■ **EXCERPTED PASSAGE**

3) Which of the following statements is FALSE?
A) We can estimate the value of a firm’s shares by multiplying its current earnings per share by the
average P/E ratio of comparable firms.
B) For valuation purposes, the trailing P/E ratio is generally preferred, since it is based on actual not
expected earnings.
C) Forward earnings are the expected earnings over the coming 12 months.
D) Trailing earnings are the earnings over the previous 12 months.
4) Which of the following statements is FALSE?
A) Because the enterprise value represents the entire value of the firm before the firm pays its debt, to
form an appropriate multiple, we divide it by a measure of earnings or cash flows after interest
payments are made.
B) We can compute a firm’s P/E ratio by using either trailing earnings or forward earnings with the
resulting ratio called the trailing P/E or forward P/E.
C) It is common practice to use valuation multiples based on the firm’s enterprise value.

■ **YOUR INSTRUCTIONS**
Continue the multiple-choice quiz on P/E ratios and enterprise value from its last line, starting after option C of the fourth item. The lines that follow are drawn from a separate, unrelated source.

■ **DATASET EXCERPTS**
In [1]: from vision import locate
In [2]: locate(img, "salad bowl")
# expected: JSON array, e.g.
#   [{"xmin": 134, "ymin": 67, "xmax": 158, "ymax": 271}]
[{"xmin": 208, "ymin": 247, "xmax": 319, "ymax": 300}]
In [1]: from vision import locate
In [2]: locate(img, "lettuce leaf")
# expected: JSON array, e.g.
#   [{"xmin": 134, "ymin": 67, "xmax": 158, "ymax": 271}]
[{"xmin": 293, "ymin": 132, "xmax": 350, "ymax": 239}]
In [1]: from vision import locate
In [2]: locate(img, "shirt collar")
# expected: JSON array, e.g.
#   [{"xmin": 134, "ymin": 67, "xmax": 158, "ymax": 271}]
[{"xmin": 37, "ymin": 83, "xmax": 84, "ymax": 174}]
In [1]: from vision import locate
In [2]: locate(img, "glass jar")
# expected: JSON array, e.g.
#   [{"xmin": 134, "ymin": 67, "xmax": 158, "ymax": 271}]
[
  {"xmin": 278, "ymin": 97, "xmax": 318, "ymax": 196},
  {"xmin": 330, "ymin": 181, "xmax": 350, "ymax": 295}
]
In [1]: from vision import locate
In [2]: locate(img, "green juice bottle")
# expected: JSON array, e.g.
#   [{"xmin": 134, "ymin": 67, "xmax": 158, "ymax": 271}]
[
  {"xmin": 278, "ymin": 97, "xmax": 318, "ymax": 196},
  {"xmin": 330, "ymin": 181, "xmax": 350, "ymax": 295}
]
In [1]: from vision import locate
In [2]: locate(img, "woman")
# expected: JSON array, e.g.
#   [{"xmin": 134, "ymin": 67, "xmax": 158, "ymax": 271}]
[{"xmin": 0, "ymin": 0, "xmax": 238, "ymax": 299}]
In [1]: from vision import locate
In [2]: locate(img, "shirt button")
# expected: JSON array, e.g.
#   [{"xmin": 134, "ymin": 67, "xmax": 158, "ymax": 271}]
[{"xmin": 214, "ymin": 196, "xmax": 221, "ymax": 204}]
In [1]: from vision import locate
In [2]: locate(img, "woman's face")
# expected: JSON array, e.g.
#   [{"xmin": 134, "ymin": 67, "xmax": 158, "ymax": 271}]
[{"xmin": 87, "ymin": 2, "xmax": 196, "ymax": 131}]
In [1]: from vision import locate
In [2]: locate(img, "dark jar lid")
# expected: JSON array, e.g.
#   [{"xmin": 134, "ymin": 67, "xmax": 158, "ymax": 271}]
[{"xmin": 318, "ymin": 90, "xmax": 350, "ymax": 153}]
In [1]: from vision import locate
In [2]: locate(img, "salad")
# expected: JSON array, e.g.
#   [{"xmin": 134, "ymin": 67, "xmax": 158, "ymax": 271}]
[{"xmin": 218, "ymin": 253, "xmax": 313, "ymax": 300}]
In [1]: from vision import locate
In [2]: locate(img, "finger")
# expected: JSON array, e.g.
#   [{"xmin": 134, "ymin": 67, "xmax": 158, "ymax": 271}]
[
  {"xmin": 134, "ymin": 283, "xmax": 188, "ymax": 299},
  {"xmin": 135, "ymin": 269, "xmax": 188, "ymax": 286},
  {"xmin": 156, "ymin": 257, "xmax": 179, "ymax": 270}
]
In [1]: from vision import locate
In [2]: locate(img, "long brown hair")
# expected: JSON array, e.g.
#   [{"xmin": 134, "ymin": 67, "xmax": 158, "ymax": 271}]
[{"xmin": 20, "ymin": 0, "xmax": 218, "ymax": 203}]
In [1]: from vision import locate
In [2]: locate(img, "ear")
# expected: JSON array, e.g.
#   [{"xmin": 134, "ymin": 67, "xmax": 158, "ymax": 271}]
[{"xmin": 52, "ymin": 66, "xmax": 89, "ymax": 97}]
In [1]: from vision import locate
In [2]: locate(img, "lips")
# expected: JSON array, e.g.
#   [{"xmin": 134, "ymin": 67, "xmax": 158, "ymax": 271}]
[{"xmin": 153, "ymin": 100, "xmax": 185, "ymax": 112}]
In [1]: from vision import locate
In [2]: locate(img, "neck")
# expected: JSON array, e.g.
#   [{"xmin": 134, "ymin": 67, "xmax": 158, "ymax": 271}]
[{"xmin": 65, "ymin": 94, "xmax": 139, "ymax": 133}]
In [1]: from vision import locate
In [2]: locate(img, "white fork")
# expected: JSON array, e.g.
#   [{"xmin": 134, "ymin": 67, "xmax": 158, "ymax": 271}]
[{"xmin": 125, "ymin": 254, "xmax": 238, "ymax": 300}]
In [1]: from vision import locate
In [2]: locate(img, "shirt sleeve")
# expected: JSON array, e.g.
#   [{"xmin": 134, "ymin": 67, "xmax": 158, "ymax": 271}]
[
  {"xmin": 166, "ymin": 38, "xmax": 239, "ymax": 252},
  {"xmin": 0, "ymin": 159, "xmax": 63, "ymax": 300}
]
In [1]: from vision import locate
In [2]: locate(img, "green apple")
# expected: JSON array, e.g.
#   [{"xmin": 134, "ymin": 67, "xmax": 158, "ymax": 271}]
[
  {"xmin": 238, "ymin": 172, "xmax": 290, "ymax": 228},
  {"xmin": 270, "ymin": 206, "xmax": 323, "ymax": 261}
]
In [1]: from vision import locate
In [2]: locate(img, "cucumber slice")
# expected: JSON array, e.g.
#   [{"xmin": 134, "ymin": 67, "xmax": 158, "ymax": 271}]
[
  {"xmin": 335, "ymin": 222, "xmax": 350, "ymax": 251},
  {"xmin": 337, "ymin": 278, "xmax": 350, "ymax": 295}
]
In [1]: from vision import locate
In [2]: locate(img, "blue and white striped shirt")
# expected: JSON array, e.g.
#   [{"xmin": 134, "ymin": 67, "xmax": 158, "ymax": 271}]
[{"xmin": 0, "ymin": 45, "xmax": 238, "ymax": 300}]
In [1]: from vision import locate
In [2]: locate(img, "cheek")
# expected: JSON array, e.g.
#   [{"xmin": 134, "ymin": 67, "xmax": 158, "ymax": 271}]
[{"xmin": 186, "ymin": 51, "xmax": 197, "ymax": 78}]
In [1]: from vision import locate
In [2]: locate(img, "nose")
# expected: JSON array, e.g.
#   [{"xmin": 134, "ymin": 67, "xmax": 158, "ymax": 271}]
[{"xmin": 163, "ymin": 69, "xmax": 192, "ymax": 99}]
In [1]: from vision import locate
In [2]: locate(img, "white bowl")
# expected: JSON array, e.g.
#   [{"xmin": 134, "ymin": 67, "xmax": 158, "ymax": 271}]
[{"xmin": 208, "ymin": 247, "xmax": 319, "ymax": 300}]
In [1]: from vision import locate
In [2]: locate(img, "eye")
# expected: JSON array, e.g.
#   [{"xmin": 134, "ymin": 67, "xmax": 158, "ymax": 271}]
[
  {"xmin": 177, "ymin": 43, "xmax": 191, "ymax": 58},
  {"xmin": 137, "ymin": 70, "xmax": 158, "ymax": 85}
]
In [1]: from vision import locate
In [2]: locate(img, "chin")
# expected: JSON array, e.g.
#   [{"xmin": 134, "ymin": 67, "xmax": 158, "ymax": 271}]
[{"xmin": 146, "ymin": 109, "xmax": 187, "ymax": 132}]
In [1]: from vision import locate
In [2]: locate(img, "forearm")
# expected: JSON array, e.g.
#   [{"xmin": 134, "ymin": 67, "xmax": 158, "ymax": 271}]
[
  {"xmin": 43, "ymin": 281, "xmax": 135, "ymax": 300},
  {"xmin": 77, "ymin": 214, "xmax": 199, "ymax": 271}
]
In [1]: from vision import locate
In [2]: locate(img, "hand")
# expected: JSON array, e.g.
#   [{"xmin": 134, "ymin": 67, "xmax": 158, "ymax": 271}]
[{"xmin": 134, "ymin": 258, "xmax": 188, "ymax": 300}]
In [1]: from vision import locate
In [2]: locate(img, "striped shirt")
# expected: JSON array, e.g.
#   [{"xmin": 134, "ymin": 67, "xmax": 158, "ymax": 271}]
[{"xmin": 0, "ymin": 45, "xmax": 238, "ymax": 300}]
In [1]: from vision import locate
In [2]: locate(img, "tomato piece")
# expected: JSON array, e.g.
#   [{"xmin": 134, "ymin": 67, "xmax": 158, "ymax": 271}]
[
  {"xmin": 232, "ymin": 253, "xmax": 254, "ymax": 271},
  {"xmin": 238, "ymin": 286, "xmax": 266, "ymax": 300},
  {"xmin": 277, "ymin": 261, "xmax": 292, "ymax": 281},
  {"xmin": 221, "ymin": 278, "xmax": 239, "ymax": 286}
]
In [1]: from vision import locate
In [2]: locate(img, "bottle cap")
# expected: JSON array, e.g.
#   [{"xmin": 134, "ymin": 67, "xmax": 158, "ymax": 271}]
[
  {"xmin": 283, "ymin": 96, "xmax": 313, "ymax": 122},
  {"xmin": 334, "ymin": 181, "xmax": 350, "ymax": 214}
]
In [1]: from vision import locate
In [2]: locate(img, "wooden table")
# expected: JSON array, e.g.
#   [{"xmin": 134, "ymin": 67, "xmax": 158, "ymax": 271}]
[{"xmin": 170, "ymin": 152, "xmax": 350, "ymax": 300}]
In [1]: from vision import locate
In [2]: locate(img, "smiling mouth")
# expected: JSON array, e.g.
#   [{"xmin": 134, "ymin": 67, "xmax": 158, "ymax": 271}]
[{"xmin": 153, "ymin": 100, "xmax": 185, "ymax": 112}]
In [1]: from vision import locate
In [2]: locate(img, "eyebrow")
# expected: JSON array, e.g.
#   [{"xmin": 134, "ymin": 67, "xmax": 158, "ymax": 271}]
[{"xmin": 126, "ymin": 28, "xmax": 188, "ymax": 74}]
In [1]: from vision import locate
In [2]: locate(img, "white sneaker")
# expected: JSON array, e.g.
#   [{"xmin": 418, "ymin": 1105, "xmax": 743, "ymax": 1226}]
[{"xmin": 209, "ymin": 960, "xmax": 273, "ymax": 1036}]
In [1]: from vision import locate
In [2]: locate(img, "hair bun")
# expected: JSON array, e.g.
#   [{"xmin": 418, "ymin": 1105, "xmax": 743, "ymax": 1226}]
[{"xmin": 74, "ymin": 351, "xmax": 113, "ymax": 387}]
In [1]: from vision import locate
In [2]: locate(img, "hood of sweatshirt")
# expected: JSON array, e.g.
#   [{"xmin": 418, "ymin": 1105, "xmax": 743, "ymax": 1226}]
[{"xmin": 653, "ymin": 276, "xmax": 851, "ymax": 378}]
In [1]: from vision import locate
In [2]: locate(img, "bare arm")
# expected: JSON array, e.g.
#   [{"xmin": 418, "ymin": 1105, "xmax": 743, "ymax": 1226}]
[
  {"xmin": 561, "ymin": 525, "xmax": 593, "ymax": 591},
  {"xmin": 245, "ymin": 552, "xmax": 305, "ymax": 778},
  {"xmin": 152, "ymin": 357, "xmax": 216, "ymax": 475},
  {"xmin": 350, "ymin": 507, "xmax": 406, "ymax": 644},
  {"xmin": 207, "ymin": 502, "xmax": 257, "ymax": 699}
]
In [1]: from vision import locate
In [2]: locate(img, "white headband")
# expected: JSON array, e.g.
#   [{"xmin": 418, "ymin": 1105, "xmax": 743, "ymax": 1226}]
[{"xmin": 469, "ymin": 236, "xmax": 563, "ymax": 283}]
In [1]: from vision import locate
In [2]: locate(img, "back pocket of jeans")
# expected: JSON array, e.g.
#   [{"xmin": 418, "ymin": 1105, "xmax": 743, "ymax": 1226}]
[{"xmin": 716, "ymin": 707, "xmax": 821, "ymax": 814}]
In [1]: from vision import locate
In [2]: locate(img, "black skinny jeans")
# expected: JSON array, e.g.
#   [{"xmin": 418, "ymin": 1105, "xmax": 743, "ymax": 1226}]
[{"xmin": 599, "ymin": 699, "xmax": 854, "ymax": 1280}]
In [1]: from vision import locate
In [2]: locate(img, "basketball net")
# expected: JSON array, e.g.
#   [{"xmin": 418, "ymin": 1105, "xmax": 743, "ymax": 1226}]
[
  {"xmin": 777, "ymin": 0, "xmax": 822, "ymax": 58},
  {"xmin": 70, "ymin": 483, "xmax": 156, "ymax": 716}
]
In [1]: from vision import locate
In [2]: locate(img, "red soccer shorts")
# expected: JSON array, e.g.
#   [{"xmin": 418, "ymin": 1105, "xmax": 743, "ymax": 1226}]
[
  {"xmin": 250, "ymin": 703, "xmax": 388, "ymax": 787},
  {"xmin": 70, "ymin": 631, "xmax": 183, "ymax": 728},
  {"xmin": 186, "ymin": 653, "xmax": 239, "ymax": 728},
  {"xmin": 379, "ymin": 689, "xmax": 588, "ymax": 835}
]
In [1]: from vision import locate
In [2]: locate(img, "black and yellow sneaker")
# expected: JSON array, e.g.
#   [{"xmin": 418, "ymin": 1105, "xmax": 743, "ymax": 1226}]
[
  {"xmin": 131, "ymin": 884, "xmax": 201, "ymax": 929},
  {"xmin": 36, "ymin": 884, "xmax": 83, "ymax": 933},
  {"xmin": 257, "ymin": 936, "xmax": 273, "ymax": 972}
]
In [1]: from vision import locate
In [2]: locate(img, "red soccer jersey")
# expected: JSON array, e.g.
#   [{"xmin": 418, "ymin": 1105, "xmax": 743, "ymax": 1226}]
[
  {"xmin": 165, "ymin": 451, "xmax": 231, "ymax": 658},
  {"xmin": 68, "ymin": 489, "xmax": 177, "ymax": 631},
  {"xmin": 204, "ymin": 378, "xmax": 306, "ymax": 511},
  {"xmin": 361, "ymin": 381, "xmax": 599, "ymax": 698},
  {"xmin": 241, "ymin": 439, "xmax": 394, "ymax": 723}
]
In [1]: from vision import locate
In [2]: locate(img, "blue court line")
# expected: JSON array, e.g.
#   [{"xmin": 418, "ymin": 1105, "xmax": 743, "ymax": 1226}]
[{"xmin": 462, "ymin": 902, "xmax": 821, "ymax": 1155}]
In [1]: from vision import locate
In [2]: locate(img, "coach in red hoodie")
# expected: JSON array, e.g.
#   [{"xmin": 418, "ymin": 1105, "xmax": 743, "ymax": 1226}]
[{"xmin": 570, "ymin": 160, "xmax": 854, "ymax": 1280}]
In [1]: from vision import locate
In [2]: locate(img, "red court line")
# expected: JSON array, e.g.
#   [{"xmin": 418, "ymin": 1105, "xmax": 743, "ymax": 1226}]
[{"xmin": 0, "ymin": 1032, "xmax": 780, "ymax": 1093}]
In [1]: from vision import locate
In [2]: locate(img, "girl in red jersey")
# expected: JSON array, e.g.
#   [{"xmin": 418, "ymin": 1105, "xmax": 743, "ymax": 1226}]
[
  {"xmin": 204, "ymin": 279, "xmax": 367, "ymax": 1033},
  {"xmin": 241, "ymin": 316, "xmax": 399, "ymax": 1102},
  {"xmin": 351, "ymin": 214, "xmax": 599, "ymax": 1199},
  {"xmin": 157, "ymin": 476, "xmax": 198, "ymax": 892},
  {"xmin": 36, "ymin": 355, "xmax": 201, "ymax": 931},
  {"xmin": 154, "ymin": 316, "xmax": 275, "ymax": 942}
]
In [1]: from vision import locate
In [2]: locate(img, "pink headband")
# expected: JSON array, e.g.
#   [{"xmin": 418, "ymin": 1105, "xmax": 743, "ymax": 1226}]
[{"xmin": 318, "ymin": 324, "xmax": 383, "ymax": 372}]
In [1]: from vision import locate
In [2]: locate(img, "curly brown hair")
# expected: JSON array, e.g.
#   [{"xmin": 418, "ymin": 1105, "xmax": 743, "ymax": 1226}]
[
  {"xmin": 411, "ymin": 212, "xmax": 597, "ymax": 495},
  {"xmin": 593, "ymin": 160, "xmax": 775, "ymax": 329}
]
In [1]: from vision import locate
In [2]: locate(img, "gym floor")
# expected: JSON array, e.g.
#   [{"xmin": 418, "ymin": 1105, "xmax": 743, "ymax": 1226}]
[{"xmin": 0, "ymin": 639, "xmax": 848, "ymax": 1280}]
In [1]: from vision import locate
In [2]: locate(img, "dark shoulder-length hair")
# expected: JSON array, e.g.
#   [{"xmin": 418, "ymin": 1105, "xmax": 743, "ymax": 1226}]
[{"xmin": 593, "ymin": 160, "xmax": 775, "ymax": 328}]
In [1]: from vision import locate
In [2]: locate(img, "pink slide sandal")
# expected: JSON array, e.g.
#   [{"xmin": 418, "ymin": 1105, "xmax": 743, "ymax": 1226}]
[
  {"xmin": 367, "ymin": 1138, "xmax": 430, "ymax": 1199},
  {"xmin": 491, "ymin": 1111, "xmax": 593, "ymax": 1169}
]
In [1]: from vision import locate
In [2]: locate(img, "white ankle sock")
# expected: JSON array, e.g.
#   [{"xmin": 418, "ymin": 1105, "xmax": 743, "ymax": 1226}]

■ **RESPONSE AREA**
D) Using a valuation multiple based on comparables is best viewed as a “shortcut” to the discounted
cash flow method of valuation.
5) Which of the following statements is FALSE?
A) The fact that a firm has an exceptional management team, has developed an efficient manufacturing
process, or has just secured a patient on a new technology is ignored when we apply a valuation
multiple.
B) Valuation multiples have the advantage that they allow us to incorporate specific information about
the firm’s cost of capital or future growth.
C) For firms with substantial tangible assets, the ratio of price to book value of equity per share is
sometimes used.
D) Using multiples will not help us determine if an entire industry is overvalued.